- _REQUIRED TASK_
Please list every documentary film named in the dancehall article below.
***** TEXT SEGMENT *****
“Bruk out” may be a phrase known only to Jamaican dancehall novices via the early Major Lazer song of the same name. Essentially it means to get wild, and by Major Lazer’s interpretation, the “Bruk Out” world centers around a gold-digging stripper named Jill. If documentary director Cori McKenna has her way, however, some may come to associate the phrase with a portrait of female strength via dancehall’s hypersexualized moves.
An alum of Morgan Spurlock’s documentary team and currently an editor on Last Week Tonight With John Oliver, McKenna, with her Brooklyn-based crew, is in the midst of a Kickstarter campaign for a documentary called Bruk Out! The film follows seven dancers from around the world as they compete for the 2014 International Dancehall Queen title, in a contest that took place earlier this year in Montego Bay, Jamaica. As seen in other documentaries highlighting dance-based subcultures (like 1990’s Paris Is Burning and 2005’s Rize), the competition narrative arc works well in terms of building up to a climax. But McKenna’s film, which was about 60 percent shot before its Kickstarter campaign launched on October 14, aims to tell the stories of its leading ladies outside of this competitive framework as well. As McKenna tells me, each queen has a different reason for committing herself to dancehall, “but the core of it is just total acceptance.”
In the American mainstream, female hypersexuality is rarely examined outside from its crudest implications, but as Bruk Out! aims to highlight, there’s nuance to be found in it. “At first glance, people who are uninitiated with dancehall see it as a sexual thing,” McKenna says. “And it is — you can’t really divorce it from sexuality. But it’s almost transcending and making sexuality so aggressive that it’s giving all the power back to the woman.” Someone like Nicki Minaj flirts with this dynamic, but Minaj actually wields power in the real world — quite a bit of it. For the queens of Bruk Out!, dancing is their primary form of true empowerment.
***** RECORDS *****
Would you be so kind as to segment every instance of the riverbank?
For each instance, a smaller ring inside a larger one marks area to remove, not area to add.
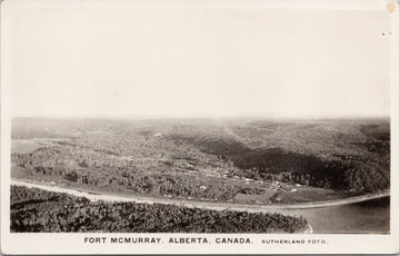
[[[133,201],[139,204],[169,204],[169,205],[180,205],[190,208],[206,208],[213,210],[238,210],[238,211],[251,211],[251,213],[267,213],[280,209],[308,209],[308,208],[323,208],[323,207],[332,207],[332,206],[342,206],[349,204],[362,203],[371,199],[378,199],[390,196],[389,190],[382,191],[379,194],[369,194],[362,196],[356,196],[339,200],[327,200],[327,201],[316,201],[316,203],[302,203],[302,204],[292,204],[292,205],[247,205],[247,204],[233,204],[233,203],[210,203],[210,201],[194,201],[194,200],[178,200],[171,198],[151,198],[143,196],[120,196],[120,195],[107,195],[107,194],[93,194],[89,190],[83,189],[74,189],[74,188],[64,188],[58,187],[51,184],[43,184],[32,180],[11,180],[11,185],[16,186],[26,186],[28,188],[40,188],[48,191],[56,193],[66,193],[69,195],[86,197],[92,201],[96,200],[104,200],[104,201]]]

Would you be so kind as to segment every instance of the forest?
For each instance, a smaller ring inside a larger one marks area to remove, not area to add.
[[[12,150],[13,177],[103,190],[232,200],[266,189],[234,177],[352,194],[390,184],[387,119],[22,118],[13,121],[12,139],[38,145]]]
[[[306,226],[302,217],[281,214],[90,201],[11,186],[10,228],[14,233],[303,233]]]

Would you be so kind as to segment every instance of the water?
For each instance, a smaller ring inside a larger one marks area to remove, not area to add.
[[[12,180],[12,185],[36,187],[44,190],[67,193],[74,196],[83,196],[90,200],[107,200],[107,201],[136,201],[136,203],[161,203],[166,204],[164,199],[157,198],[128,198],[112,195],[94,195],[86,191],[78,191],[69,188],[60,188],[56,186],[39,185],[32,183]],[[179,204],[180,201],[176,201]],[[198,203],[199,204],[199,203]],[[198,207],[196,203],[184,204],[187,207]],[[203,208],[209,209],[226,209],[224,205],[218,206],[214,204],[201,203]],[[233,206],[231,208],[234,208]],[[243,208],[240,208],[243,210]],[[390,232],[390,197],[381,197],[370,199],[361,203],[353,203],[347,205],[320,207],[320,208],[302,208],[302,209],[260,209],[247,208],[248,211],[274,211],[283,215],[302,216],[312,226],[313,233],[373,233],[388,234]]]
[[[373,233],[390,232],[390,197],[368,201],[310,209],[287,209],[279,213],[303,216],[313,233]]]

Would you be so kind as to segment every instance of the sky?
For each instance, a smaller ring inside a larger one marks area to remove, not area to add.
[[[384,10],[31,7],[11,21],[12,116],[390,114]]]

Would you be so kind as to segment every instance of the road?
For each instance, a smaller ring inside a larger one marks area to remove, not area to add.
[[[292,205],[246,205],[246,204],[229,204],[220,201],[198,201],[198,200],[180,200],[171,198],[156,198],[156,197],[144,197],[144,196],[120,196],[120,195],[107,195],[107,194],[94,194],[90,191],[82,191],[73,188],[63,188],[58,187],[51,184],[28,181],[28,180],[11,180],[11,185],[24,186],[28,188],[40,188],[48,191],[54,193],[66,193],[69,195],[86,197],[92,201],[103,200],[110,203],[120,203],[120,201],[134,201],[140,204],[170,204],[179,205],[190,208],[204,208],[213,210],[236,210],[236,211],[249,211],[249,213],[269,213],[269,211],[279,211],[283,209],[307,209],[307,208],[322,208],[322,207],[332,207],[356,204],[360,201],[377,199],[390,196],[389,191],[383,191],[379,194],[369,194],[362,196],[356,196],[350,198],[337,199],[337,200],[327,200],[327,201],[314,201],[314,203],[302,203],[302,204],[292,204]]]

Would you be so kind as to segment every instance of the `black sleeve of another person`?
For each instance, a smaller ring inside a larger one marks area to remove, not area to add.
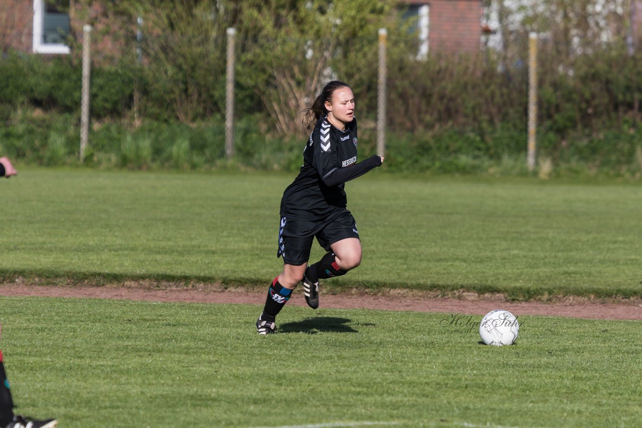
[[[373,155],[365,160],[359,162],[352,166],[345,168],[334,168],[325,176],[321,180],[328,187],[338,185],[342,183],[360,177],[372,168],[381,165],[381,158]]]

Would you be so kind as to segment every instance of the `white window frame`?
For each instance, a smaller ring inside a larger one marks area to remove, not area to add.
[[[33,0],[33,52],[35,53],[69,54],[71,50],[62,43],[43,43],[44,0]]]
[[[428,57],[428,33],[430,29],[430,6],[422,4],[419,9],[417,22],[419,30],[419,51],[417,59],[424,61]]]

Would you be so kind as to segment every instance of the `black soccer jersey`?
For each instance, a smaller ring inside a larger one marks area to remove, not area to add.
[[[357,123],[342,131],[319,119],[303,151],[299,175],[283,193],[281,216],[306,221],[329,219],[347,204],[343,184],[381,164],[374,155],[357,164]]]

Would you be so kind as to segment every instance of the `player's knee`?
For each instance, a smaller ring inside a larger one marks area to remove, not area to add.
*****
***** RECORDS *****
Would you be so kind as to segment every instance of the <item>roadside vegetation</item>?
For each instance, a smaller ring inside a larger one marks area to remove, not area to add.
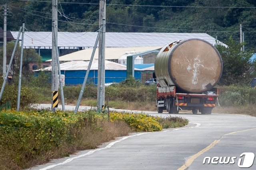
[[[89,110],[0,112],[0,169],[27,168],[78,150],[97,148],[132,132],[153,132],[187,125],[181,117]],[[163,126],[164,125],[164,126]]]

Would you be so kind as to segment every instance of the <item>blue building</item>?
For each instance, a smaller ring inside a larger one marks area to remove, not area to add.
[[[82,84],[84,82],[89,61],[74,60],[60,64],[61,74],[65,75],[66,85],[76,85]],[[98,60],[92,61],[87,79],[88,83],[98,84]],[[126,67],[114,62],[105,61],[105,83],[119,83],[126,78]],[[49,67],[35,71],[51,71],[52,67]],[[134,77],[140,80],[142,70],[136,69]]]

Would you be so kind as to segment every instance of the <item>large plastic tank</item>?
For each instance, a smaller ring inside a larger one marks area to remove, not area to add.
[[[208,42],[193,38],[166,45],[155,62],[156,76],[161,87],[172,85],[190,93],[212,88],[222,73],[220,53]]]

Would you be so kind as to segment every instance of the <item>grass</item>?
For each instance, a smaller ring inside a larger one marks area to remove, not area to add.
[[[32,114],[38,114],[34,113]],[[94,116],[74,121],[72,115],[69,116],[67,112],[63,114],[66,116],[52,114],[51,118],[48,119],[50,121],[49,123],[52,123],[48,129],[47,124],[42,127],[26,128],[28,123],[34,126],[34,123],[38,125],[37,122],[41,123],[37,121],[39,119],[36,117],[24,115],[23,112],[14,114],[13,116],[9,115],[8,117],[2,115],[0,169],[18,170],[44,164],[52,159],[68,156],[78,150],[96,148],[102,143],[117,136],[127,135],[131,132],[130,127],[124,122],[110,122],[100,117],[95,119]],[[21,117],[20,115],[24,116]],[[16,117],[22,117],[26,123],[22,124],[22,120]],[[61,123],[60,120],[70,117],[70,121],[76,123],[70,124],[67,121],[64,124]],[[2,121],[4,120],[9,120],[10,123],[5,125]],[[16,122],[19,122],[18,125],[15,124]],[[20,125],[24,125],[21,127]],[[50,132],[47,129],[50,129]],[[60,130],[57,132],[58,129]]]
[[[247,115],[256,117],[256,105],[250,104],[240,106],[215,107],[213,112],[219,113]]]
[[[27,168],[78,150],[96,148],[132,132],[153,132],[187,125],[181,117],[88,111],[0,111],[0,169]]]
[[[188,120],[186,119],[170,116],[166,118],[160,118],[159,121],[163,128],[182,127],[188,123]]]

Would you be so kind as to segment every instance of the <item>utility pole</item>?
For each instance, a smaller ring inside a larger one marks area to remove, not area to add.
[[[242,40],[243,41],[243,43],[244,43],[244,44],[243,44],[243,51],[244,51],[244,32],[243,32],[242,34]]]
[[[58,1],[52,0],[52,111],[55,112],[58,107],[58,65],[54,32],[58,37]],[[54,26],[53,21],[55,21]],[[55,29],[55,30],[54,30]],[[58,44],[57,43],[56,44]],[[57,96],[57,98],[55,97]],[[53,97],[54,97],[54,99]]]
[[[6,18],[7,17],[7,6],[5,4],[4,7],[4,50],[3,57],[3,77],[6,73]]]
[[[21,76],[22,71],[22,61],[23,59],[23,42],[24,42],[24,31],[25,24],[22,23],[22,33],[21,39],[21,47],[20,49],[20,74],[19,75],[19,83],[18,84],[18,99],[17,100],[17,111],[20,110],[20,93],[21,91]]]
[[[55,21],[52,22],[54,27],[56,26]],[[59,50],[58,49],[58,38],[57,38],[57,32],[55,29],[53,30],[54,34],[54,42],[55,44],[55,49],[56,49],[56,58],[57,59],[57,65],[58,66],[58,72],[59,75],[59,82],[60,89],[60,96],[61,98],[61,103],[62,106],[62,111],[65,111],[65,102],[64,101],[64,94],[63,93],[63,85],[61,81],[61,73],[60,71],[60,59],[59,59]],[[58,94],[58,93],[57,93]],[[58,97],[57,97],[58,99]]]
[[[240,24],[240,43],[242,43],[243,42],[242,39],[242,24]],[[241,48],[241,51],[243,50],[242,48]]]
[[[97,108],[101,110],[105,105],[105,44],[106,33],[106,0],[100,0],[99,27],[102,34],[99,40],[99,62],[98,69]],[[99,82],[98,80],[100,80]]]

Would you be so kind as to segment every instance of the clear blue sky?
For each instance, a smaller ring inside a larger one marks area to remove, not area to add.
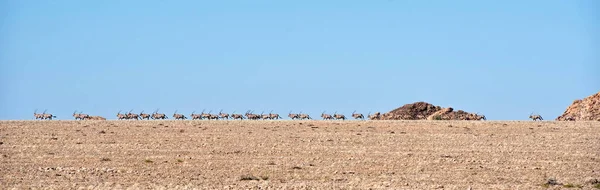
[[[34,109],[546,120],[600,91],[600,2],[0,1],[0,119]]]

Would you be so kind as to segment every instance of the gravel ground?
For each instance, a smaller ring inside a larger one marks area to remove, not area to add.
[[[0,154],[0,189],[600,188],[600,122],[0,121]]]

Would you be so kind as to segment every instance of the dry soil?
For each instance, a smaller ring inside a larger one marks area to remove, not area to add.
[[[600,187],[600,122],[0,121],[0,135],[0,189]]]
*****
***** RECORDS *****
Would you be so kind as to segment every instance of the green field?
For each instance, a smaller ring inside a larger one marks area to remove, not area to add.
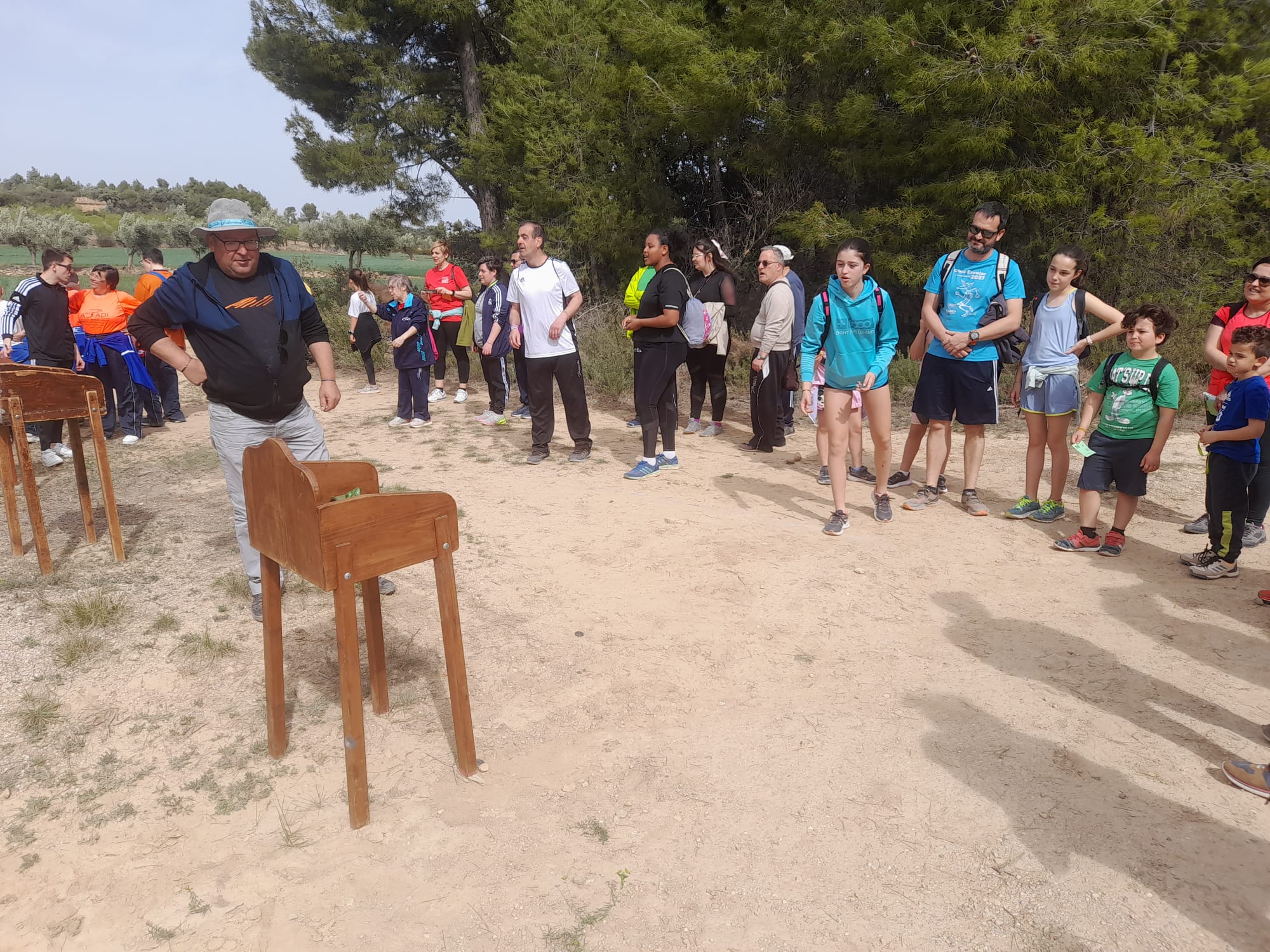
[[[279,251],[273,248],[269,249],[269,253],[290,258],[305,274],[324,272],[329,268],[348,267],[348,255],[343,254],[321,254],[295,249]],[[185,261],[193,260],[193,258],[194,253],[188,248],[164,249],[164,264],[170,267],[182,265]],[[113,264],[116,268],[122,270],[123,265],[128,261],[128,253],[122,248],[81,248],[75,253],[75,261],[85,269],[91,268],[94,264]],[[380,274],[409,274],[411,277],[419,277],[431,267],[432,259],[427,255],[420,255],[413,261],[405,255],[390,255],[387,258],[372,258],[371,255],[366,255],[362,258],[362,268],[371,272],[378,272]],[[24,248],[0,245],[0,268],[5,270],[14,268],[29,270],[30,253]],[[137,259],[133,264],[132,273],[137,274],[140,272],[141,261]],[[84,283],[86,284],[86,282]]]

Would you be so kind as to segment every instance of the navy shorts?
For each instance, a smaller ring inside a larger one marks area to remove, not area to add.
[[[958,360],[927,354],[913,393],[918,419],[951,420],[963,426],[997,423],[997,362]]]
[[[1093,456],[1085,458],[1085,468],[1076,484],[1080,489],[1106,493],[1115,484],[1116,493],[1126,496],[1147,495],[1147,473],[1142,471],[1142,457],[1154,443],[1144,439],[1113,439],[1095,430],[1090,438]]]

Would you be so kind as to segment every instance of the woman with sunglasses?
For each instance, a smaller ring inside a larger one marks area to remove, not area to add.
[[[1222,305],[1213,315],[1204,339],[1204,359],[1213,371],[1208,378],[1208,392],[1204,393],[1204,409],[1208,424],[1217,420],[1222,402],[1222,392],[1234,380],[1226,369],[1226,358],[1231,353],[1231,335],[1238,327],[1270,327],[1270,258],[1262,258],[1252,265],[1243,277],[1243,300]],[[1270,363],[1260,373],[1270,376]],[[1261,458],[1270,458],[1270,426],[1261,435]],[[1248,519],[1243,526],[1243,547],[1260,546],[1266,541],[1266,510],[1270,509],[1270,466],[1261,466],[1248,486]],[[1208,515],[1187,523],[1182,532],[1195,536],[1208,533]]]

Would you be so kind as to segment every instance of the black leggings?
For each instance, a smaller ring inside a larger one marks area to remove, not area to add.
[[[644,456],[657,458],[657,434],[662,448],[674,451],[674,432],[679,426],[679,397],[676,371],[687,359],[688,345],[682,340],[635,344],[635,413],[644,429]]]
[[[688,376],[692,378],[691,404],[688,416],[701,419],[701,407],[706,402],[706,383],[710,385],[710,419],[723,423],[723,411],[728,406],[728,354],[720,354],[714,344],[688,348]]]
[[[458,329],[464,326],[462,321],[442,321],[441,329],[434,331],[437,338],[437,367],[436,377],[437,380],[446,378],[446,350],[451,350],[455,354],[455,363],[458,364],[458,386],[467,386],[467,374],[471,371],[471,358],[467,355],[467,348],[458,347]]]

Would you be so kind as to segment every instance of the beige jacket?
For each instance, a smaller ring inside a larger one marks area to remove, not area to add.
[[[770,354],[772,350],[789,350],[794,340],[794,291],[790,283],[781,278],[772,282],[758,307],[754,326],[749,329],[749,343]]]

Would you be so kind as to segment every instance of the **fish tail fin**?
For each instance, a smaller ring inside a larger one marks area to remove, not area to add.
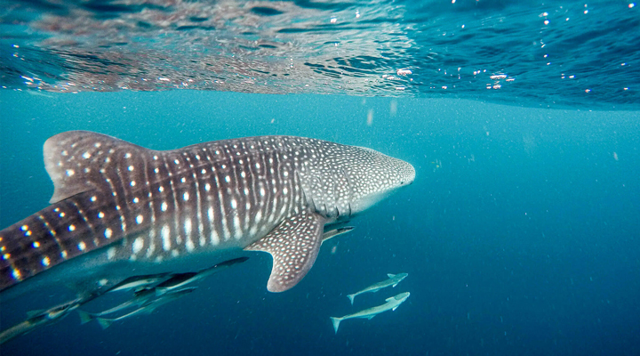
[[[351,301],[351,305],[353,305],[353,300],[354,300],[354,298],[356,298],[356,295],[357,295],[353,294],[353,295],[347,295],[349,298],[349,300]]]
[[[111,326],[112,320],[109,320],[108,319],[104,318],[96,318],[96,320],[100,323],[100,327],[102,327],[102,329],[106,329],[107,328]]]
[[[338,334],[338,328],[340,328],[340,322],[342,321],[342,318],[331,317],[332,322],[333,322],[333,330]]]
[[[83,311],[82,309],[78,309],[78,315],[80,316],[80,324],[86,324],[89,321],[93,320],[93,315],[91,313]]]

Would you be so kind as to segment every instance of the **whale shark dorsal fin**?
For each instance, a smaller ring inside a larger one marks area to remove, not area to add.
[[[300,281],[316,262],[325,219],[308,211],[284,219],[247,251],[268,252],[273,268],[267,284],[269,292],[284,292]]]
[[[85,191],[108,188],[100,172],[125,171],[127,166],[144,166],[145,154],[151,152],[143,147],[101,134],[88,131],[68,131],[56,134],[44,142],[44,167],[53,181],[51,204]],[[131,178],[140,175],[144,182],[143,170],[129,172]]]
*****
- _EXERCISE RESPONSE_
Bruk Out!
Paris Is Burning
Rize